→ CHALLENGE: Extract every line of the records below that contains the string "cairn", matching case exactly.

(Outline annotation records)
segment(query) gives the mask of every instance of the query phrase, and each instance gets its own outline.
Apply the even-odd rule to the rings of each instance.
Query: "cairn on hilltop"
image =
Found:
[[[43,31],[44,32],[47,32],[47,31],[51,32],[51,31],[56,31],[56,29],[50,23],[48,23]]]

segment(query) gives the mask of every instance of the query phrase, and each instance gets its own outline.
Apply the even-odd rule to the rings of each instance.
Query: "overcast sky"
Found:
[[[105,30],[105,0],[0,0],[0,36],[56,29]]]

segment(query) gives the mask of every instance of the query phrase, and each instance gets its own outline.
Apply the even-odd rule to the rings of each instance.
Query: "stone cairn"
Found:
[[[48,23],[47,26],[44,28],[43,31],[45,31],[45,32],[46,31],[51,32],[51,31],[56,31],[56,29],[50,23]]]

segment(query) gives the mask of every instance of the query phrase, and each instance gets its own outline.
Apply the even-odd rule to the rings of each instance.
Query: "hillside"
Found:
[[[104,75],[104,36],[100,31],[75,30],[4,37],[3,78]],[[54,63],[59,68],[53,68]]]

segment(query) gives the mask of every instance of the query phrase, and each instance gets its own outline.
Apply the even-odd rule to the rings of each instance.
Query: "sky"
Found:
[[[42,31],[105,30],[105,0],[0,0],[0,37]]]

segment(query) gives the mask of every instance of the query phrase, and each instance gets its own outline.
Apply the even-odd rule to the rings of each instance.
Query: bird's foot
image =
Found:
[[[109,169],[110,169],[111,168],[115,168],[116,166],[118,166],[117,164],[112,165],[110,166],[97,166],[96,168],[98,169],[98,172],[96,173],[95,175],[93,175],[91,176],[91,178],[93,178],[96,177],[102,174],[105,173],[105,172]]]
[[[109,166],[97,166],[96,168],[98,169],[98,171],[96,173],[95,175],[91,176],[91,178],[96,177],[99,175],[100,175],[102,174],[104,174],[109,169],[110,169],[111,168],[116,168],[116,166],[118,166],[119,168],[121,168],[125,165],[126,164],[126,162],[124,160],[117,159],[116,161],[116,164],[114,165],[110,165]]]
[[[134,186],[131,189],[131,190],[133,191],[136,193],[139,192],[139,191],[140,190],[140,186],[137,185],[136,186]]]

→ ANSWER FOR THIS EXERCISE:
Query: "cairn on hilltop"
Query: "stone cairn"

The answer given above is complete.